▶ [Short exercise]:
Could you repeat the entries below with each "pixel coordinates" swapped for "image coordinates", leaving everything else untouched?

☆ ☆ ☆ ☆ ☆ ☆ ☆

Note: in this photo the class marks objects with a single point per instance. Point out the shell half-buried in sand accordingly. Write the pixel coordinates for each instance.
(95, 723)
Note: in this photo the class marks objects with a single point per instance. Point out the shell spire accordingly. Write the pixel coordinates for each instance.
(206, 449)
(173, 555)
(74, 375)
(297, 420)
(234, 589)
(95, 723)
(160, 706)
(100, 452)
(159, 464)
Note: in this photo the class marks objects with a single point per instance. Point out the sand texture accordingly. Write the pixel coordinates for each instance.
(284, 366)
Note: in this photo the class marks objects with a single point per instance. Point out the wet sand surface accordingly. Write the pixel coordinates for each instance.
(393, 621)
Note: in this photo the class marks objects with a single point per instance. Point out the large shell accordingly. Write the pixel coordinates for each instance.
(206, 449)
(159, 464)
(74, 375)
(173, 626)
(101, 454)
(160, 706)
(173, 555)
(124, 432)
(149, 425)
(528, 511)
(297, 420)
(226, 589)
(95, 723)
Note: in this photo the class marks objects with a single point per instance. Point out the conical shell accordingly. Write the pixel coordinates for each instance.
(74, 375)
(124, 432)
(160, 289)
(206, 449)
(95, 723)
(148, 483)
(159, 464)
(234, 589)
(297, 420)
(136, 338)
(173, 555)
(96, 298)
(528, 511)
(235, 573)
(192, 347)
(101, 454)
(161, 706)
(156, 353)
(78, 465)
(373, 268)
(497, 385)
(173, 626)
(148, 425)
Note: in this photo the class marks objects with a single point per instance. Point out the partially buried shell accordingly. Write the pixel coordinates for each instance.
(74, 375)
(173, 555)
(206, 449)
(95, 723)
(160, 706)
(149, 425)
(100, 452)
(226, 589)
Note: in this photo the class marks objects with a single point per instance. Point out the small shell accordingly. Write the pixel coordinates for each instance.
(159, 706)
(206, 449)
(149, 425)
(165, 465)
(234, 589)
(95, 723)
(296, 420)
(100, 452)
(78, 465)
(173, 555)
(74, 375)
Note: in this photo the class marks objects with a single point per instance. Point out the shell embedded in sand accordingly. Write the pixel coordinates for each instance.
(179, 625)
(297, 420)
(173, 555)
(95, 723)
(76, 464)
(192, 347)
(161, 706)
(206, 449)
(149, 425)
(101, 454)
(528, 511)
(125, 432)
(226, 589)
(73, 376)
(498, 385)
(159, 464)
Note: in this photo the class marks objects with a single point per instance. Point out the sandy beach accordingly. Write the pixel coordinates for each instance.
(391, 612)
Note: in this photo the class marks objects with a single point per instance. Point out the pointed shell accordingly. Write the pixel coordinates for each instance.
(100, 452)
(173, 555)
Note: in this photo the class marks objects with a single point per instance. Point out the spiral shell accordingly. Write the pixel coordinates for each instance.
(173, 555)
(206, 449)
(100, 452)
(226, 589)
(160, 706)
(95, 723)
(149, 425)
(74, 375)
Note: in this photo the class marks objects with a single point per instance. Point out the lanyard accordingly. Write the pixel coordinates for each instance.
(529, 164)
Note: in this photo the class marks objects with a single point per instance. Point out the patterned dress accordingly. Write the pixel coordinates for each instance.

☆ ☆ ☆ ☆ ☆ ☆ ☆

▶ [Correct output]:
Note: in this photo the class marks objects with a single point per instance. Point out the shell half-buried in sand accordingly. Write the image coordinates for each instance.
(95, 723)
Note: in this photo the class marks objects with a single point per instance. Point out the shell spire accordingly. Write the image coordinates for each instance.
(206, 449)
(173, 555)
(74, 375)
(297, 420)
(234, 589)
(95, 723)
(160, 706)
(100, 452)
(159, 464)
Note: in this photo the class marks objects with a single point per instance. Point out the sand texture accordingly. Write the image coordinates for each instance.
(284, 366)
Note: in this photo the class marks objects with a single point per instance. Point out the wet sand surface accordingly. Write the image coordinates for each instance.
(393, 621)
Note: in this photo the class marks objects with a single point per instance. Point out the large shell accordingly. Write the image coordinates for each instance.
(206, 449)
(159, 464)
(74, 375)
(173, 626)
(101, 454)
(160, 706)
(173, 555)
(124, 432)
(149, 425)
(528, 511)
(297, 420)
(226, 589)
(95, 723)
Note: in this photo the class marks objects with a single point per instance. Point out the conical shell accordingly. Write the image coordinates for each instance.
(74, 375)
(124, 432)
(160, 289)
(206, 449)
(95, 723)
(148, 483)
(159, 464)
(234, 589)
(297, 420)
(136, 338)
(173, 555)
(96, 298)
(528, 511)
(235, 573)
(192, 347)
(101, 454)
(161, 706)
(156, 353)
(78, 465)
(373, 268)
(497, 385)
(173, 626)
(148, 425)
Note: in this photo the class marks objects with a single point per instance. Point out the partially buried shell accordingly. Write the image coordinates for each instance.
(74, 375)
(173, 555)
(206, 449)
(95, 723)
(160, 706)
(149, 425)
(100, 452)
(226, 589)
Note: in this photo the class marks objects with a single point per instance. Point out the small shell accordingly. Write the image coordinates for each instance.
(159, 706)
(206, 449)
(149, 425)
(165, 465)
(234, 589)
(95, 723)
(296, 420)
(100, 452)
(78, 465)
(173, 555)
(74, 375)
Note: in this photo the class marks objects with a single point per instance. Point out the shell embedded in sand accordingly. Write the image coordinates for each instance.
(179, 625)
(297, 420)
(173, 555)
(95, 723)
(76, 464)
(192, 347)
(161, 706)
(206, 449)
(149, 425)
(101, 454)
(528, 511)
(125, 432)
(226, 589)
(73, 376)
(498, 385)
(159, 464)
Note: in this photo the class marks objects with a single point per instance. Point out the sandy beach accordingly. Write the image coordinates for each instance.
(391, 612)
Note: in this photo the class marks objects with a single point per instance. Point out the pointed shell accordingly. Write the image coordinates for each instance.
(100, 452)
(173, 555)
Note: in this photo the class marks objects with a single point per instance. Point out the spiral shell accordingly. Write the image coordinates for each instance.
(173, 555)
(206, 449)
(100, 452)
(226, 589)
(160, 706)
(95, 723)
(149, 425)
(74, 375)
Note: in this photo the class marks objects with a single point per instance. Point out the lanyard accordingly. Write the image coordinates for each instance.
(529, 164)
Note: in this photo the class marks objects with a single point per instance. Point out the patterned dress accordingly. Write the image coordinates for each instance.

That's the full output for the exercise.